* Talimat 1
Aşağıdaki onur haftası yazısında onur haftası için "olsun" ile dilenen bütün nitelikleri tek tek sırala.

* Metin Bölümü

- - -

27 Haziran 2013 Perşembe

onurum direnmek mi?



Merhaba dostlar
Onur haftamız kutlu olsun dileklerimle başlıyorum önce. Kutlu olsun. Ulu olsun. Renkli olsun. Özgür olsun.

Eşcinselliğimle yakın zamandır onur duyuyorum. Çünkü onu yeni tanımaya başladım. Eskiden yazlık elbiselerle kışın çalışmaya çabalardım. Ama bu mümkün değildi. Çok çabuk kesiliyor, çok çabuk deforme oluyor, hemen ıskartaya çıkıyordum. Bu da kendime olan güvenimi daha da azaltıyordu.

Sonra elbiselerimin yaza uygun olduğunu gördüm. Demek yazları kış elbisesiyle binbir ter döken insanlara nispeten ben daha rahatım. O zaman elbiseme alışmaya başladım. Renkleri keşfettikçe benimsedim, zihnime işledim. Bir zamanların utancı, onurum olmaya evriliyordu.

Artık haziran ayının son haftası “onur haftam “diyebiliyorum. Kendime ayna tuttuğum aynam. Bunları ilk defa kendime söyler bulunca bu seneki onur yürüyüşü benim için daha bir özel hale geldi. Kıymetlindi diğerlerine nazaran. Birçoklarının yanında benim de onur haftamdı artık. 

Kardeşimin üniversiteye hazırlık dönemi olduğundan maaşımı olduğum gibi anneme veriyorum içerisinden 200tl alıp. Kardeşim yurt dışına çıkınca daha bir rahatlarım avuntusuyla geçiştiriyorum bu günleri. Böyle bir atmosferde iki aydır yürüyüşe katılmak için yol parası biriktiriyordum. Şu an bilgisayarımın yanında masamın üzerinde duruyor.

Birkaç yerde yazmıştım. Katılmak istiyorum ama bir yarım tereddütte diye. Soruları olan taraf kazandı. Çünkü ben direnmediğimi anladım. Direnmek. Çok ama çok pürüzlü bir kavram. Her direnişin daha büyük bir tepkisi doğduğunu hep gördüm, gördük.

- - -

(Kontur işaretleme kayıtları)
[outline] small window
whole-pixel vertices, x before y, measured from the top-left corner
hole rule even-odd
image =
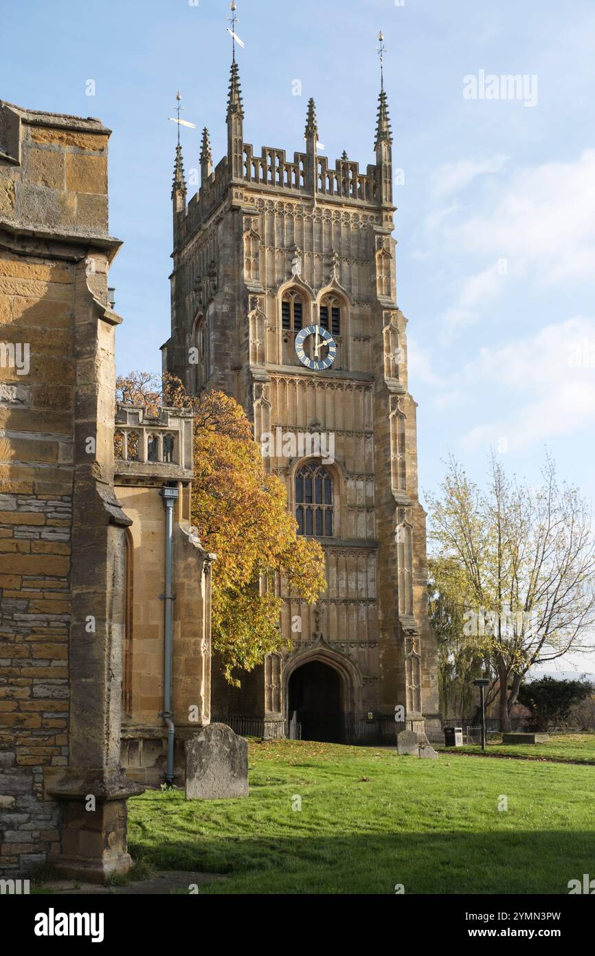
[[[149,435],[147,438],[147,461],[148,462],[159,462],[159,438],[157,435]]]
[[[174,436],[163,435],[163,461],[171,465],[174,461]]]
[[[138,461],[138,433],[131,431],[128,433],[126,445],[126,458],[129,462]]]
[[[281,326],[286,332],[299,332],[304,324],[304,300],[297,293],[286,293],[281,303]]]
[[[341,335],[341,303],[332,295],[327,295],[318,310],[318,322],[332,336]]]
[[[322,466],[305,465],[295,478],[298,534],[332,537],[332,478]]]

- - -

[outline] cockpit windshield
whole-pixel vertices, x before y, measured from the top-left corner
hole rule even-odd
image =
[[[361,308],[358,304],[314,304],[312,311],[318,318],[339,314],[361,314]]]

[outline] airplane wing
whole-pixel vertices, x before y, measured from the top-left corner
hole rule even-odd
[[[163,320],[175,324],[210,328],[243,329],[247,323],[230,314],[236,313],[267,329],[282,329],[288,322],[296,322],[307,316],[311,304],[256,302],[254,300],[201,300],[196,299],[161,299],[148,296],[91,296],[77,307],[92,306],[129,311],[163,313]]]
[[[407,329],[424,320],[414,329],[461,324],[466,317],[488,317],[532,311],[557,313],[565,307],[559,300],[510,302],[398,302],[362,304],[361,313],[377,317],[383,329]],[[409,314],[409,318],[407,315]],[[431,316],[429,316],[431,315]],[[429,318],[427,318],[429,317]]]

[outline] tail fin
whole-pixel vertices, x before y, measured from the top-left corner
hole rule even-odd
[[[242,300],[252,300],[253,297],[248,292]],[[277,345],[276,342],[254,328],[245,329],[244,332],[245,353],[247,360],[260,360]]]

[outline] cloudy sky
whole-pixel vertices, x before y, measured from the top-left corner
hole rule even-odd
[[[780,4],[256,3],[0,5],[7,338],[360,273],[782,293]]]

- - -

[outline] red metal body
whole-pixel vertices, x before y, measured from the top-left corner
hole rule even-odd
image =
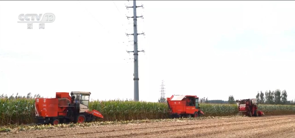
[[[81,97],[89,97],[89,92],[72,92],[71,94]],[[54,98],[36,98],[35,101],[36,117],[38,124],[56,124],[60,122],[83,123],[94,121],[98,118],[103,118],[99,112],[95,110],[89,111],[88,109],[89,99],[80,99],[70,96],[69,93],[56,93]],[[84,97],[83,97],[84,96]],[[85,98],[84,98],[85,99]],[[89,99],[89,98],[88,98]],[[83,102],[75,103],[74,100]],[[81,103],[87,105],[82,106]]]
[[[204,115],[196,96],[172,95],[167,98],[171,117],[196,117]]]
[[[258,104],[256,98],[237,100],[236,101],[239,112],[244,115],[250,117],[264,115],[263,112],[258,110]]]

- - -

* Talimat 2
Yukarıdaki kontur işaretleme satırlarını, "[outline] small window" ifadesinin geçtiği satırdan başlayıp "[[[174,436],[163,435],[163,461],[171,465],[174,461]]]" ifadesinin geçtiği satır da dahil olmak üzere yeniden yaz; "small window" yerine "narrow window" koy, geri kalan her şeyi olduğu gibi bırak. Resimleri cevaba ekleme.

* Yazılı Yanıt 1
Kutlu, ulu, renkli, özgür

* Yazılı Yanıt 2
[outline] narrow window
whole-pixel vertices, x before y, measured from the top-left corner
hole rule even-odd
image =
[[[149,435],[147,438],[147,461],[148,462],[159,462],[159,438],[157,435]]]
[[[174,436],[163,435],[163,461],[171,465],[174,461]]]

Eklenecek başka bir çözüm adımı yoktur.